> [Document text]:
As a result of the restrictions from CEOC's borrowings, CERP Financing and other arrangements, the amount of restricted net assets of our consolidated subsidiaries held was $3.0 billion and $1.2 billion, as of December 31, 2013 and 2012, respectively.
The amount of restricted net assets in our unconsolidated subsidiaries is not material to the financial statements.
Our operating cash inflows are typically used for operating expenses, debt service costs, working capital needs, and capital expenditures in the normal course of business. We experienced negative operating cash flows of $109.4 million in 2013, and we also expect to experience negative operating cash flows in 2014 and beyond.
As described more fully in Note 24, "Subsequent Events," we recently announced that CGP LLC will acquire certain assets from CEOC for $2,000.0 million in cash, net of assumed debt. The transaction is expected to close in the second quarter 2014. The net cash proceeds will impact the calculation of the senior secured leverage ratio ("SSLR") covenant going forward to the extent it reduces first lien debt or increases cash of CEOC.
From time to time, depending upon market, pricing, and other conditions, and on our cash balances and liquidity, we may seek to acquire or exchange notes or other indebtedness of the Company’s subsidiaries through open market purchases, privately negotiated transactions, tender offers, redemption, exchange offers or otherwise, upon such terms and at such prices as we may determine (or as may be provided for in the indentures governing the notes), for cash or other consideration, including our common stock. In addition, we have considered and will continue to evaluate potential transactions to reduce net debt, such as debt for debt exchanges, debt for equity exchanges and other transactions.

> [Dataset section]:
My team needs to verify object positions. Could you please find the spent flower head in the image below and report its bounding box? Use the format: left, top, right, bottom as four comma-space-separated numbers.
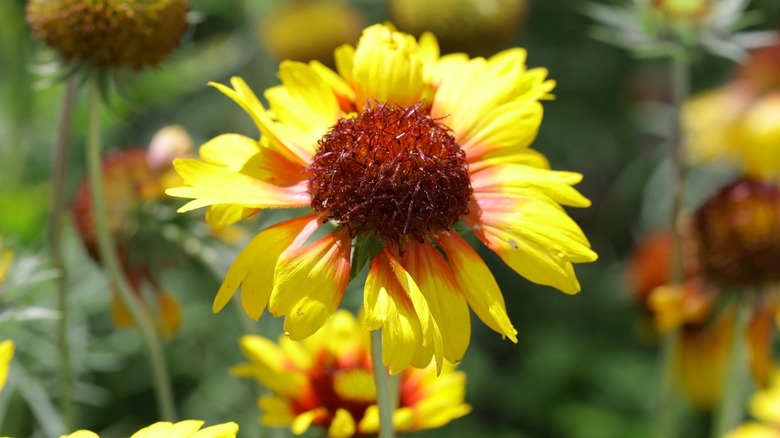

> [Required actions]:
• a. Extract the stretch from "The amount of restricted net assets in" through "cash of CEOC." from the liquidity text, copying it word for word.
• b. Extend the liquidity and debt text past its final sentence.

> [Solved tasks]:
• a.
The amount of restricted net assets in our unconsolidated subsidiaries is not material to the financial statements.
Our operating cash inflows are typically used for operating expenses, debt service costs, working capital needs, and capital expenditures in the normal course of business. We experienced negative operating cash flows of $109.4 million in 2013, and we also expect to experience negative operating cash flows in 2014 and beyond.
As described more fully in Note 24, "Subsequent Events," we recently announced that CGP LLC will acquire certain assets from CEOC for $2,000.0 million in cash, net of assumed debt. The transaction is expected to close in the second quarter 2014. The net cash proceeds will impact the calculation of the senior secured leverage ratio ("SSLR") covenant going forward to the extent it reduces first lien debt or increases cash of CEOC.

• b.
We do not expect that cash flow from operations will be sufficient to repay CEOC's indebtedness in the long-term and we will have to ultimately seek a restructuring, amendment or refinancing of our debt, or if necessary, pursue additional debt or equity offerings.
Our ability to refinance or restructure our debt, or to issue additional debt or equity, will depend upon, among other things:
| |
• | The condition of the capital markets at the time, which is beyond our control, |
| |
• | Our future financial and operating performance, which will be affected by prevailing economic conditions and financial, business, regulatory and other factors, many of which are beyond our control; and |
| |
• | Our continued compliance with the terms and covenants in our Credit Facilities, indentures and loan agreements that govern our debt. |
Under CEOC's Credit Facilities, we are required to satisfy and maintain specified financial ratios. Specifically, our credit facilities require CEOC to maintain an SSLR of no more than 4.75 to 1.0, which is the ratio of its senior first priority secured debt to LTM Adjusted EBITDA - Pro Forma - CEOC Restricted. This ratio excludes up to $3,700.0 million of first priority senior secured notes and up to $350.0 million aggregate principal amount of consolidated debt of subsidiaries that are not wholly-owned. This ratio also reduces the amount of senior first priority secured debt by the amount of unrestricted CEOC cash on hand which was $1,450.2 million as of December 31, 2013. As of December 31, 2013, the SSLR was 4.52 to 1.0.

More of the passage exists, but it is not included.